— Do this —
Repeat the lines of the listing below exactly, starting at the line that contains "Would you mind pointing to the wine" and running through the last line, both included, and only those.

— Dataset entries —
## START

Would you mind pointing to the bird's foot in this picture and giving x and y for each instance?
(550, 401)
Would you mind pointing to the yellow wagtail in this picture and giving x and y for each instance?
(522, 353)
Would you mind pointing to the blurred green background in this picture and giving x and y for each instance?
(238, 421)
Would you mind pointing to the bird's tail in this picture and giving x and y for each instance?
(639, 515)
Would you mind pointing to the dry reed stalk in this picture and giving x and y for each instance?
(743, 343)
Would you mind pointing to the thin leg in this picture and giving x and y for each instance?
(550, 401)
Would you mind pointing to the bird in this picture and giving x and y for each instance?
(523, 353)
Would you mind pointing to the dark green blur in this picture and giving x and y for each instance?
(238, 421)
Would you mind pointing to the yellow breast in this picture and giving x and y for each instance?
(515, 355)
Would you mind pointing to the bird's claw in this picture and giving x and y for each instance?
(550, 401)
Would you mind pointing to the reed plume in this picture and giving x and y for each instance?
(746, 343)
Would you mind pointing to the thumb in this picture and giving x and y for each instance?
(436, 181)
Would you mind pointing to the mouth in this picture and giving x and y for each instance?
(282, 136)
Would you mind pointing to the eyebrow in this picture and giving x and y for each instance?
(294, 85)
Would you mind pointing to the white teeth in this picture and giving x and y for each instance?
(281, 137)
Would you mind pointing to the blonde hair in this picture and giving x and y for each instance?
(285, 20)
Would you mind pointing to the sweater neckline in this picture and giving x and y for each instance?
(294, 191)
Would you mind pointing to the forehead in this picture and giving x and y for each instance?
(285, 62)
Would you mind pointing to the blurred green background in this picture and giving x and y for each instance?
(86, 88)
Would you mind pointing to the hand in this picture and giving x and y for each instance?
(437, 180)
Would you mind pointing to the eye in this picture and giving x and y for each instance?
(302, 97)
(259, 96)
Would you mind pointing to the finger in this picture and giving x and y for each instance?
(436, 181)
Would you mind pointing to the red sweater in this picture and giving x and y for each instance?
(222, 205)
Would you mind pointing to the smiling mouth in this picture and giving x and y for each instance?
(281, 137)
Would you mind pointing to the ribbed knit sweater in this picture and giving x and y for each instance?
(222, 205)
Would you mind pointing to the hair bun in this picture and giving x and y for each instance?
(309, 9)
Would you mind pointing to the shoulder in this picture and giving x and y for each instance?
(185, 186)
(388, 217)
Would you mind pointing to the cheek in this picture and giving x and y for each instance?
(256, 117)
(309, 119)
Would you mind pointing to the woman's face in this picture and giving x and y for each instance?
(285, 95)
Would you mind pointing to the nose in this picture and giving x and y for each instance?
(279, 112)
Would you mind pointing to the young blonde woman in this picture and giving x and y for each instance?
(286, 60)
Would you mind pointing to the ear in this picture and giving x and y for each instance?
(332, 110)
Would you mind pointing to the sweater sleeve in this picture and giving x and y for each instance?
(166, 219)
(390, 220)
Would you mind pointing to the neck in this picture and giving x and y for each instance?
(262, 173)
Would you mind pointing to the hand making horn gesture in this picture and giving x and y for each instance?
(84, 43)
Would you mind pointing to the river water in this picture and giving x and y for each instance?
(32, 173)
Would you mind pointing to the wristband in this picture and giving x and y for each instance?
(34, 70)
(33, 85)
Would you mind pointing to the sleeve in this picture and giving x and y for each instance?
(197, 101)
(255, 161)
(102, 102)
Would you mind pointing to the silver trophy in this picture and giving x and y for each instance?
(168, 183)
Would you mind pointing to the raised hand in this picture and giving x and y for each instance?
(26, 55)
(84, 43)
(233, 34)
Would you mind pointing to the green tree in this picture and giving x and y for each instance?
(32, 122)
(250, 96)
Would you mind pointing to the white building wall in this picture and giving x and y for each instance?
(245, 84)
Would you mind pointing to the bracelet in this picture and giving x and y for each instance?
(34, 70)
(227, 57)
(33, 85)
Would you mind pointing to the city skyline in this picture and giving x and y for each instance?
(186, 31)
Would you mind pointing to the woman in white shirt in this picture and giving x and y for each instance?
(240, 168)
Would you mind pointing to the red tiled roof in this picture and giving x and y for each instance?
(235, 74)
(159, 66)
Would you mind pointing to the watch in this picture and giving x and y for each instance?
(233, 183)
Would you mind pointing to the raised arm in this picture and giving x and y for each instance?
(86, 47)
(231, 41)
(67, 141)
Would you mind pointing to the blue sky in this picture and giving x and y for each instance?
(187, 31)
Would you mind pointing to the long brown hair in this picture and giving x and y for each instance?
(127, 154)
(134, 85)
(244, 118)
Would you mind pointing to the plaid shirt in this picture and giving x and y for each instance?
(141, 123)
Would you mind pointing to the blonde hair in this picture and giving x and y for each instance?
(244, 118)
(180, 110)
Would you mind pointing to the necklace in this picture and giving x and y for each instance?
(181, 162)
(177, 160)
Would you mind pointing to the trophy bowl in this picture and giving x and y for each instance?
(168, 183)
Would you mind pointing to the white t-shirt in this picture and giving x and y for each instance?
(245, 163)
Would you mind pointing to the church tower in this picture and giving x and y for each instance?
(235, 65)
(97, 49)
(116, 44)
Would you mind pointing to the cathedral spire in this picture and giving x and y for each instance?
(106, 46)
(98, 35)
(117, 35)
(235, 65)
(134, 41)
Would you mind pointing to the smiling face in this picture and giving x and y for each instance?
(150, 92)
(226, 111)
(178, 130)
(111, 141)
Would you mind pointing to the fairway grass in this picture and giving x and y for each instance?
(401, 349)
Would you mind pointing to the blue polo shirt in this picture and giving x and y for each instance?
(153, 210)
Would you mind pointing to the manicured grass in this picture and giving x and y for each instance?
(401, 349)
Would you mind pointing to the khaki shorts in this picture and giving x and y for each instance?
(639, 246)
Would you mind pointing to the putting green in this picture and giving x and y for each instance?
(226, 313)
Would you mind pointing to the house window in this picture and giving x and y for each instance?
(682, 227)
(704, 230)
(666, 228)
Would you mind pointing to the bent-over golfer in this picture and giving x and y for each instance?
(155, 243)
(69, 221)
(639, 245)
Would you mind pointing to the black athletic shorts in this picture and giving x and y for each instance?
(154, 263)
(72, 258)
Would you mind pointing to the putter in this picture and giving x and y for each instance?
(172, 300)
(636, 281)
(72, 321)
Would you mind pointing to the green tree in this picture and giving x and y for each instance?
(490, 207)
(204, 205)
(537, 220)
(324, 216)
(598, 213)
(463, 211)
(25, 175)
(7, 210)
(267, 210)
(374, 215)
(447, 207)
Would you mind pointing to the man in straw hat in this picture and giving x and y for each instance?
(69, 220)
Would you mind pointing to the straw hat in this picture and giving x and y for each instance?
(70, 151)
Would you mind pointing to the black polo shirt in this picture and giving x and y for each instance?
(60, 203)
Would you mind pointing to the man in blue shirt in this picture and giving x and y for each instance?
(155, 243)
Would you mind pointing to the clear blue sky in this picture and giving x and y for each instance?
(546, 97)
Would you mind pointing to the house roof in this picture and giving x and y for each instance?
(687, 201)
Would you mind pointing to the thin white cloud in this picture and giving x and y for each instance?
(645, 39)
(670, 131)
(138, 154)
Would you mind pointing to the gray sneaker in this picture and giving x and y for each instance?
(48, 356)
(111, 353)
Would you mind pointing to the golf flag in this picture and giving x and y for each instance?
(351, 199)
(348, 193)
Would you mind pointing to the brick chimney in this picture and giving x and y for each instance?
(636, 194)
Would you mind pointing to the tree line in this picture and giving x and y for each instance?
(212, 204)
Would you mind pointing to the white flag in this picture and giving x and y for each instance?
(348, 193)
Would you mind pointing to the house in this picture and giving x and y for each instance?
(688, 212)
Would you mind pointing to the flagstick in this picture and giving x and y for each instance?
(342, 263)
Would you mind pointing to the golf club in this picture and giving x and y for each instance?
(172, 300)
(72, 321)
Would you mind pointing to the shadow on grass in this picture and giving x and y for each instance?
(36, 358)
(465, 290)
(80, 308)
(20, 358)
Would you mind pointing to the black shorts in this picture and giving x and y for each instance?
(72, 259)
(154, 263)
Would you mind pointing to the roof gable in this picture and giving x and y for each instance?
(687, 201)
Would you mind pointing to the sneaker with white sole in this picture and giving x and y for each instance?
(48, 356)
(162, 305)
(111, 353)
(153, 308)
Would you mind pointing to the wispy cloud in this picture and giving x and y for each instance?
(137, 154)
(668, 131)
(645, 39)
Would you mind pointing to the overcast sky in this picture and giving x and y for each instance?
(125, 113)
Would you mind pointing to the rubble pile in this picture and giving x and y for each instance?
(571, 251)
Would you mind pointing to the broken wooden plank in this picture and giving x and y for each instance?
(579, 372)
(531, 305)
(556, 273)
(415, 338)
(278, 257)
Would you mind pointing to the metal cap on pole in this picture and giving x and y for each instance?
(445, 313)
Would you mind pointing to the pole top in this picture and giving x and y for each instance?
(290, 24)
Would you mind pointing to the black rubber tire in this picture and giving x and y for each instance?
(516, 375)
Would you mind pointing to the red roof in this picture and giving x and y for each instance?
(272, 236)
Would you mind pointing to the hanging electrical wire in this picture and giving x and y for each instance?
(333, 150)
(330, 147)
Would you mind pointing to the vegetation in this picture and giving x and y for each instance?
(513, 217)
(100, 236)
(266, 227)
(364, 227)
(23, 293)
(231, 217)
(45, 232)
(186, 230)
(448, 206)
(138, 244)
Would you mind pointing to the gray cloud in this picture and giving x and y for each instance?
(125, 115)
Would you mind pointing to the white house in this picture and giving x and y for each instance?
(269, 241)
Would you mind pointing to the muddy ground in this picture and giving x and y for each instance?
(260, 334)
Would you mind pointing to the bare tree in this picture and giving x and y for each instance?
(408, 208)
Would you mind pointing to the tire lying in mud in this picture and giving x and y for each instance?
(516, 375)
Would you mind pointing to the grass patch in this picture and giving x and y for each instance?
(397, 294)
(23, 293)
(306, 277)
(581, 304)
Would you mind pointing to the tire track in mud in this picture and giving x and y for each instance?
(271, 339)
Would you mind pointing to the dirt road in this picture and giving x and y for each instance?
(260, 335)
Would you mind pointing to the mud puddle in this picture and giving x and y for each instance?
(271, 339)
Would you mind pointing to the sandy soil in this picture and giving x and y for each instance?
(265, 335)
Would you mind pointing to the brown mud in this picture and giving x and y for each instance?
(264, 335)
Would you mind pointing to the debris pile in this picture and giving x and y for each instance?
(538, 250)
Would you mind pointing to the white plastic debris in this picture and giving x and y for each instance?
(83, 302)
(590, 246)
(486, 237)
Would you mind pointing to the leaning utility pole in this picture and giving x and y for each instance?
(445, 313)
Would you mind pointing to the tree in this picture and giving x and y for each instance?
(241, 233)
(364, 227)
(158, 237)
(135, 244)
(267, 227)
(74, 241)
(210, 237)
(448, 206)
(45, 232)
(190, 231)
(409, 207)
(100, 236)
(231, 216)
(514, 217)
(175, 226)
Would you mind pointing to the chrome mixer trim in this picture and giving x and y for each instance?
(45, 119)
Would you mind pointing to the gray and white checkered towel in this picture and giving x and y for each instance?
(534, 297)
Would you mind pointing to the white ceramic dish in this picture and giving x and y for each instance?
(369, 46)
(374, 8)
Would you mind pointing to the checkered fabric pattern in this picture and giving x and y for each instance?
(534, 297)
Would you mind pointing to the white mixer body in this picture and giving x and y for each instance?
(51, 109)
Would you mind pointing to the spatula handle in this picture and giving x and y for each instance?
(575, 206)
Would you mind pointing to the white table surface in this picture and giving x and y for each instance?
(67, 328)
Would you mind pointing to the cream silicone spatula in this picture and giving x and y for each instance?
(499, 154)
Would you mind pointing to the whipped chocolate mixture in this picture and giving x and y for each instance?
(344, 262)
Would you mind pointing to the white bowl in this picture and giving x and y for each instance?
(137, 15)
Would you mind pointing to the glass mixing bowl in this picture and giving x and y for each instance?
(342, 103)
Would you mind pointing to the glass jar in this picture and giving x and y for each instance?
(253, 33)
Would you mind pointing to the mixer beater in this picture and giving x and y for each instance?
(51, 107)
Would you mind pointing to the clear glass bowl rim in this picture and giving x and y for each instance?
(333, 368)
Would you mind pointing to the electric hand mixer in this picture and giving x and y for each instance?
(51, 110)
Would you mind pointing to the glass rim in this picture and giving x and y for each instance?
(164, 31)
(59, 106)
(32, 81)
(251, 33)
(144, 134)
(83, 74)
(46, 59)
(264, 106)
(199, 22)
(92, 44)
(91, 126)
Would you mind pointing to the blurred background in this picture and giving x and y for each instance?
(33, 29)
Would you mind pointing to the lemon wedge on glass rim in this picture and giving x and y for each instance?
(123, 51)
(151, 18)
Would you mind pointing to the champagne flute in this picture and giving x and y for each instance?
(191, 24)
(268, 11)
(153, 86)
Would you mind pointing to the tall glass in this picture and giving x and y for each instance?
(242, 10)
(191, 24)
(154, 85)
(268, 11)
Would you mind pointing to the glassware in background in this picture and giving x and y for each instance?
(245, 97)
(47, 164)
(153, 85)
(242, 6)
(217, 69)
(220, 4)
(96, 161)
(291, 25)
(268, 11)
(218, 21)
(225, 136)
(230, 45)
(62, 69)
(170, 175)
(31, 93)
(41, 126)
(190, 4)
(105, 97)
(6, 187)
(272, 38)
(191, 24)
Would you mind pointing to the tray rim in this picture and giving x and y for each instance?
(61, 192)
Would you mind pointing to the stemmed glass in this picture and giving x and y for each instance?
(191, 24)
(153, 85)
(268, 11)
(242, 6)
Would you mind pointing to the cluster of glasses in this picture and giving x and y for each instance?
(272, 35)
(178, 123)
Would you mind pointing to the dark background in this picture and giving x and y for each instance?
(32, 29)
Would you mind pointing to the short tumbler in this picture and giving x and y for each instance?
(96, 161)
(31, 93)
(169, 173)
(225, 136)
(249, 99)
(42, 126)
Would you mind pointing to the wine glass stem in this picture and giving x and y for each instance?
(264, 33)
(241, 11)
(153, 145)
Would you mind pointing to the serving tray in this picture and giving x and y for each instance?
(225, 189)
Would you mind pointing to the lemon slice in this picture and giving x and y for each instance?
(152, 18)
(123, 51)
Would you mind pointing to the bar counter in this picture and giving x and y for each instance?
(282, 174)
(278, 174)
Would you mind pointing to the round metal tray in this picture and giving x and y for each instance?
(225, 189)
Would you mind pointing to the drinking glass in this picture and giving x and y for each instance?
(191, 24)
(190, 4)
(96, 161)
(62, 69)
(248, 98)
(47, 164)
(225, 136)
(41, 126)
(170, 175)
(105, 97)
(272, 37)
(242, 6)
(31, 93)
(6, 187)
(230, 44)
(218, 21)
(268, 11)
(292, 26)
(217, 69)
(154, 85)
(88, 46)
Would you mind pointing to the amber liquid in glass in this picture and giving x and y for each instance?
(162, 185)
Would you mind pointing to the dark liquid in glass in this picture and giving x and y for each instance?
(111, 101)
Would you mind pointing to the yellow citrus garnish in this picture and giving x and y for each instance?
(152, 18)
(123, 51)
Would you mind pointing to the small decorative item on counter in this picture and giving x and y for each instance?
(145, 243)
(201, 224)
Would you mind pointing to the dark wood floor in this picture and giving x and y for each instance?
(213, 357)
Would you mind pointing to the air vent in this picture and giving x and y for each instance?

## END

— Written response —
Would you mind pointing to the wine glass stem in this picture and giving x and y for each instance?
(264, 33)
(241, 11)
(153, 145)
Would you mind pointing to the serving tray in this picture and giving x and y for each instance?
(225, 189)
Would you mind pointing to the lemon slice in this picture and giving x and y for each instance?
(152, 18)
(123, 51)
Would you mind pointing to the bar counter in this picture and giving x and y for each instance?
(282, 174)
(278, 174)
Would you mind pointing to the round metal tray in this picture and giving x and y for each instance?
(225, 189)
Would you mind pointing to the drinking glass in this picture and giving x and y for each instance?
(191, 24)
(190, 4)
(96, 161)
(62, 69)
(248, 98)
(47, 164)
(225, 136)
(41, 126)
(170, 175)
(105, 97)
(272, 37)
(242, 6)
(31, 93)
(6, 187)
(230, 44)
(218, 21)
(268, 11)
(292, 26)
(217, 69)
(154, 85)
(88, 46)
Would you mind pointing to the amber liquid in glass in this picture and giving x and y for each instance?
(162, 185)
Would you mind pointing to the dark liquid in glass in this picture and giving x and y for each instance?
(111, 101)
Would you mind pointing to the yellow citrus garnish in this picture and giving x and y for each instance?
(152, 18)
(123, 51)
Would you mind pointing to the small decorative item on counter in this picture and giving x and y for each instance?
(145, 243)
(201, 224)
Would you mind pointing to the dark wood floor in this picture and giving x and y for each instance?
(213, 357)
Would you mind pointing to the air vent in this picture and giving x and y for each instance?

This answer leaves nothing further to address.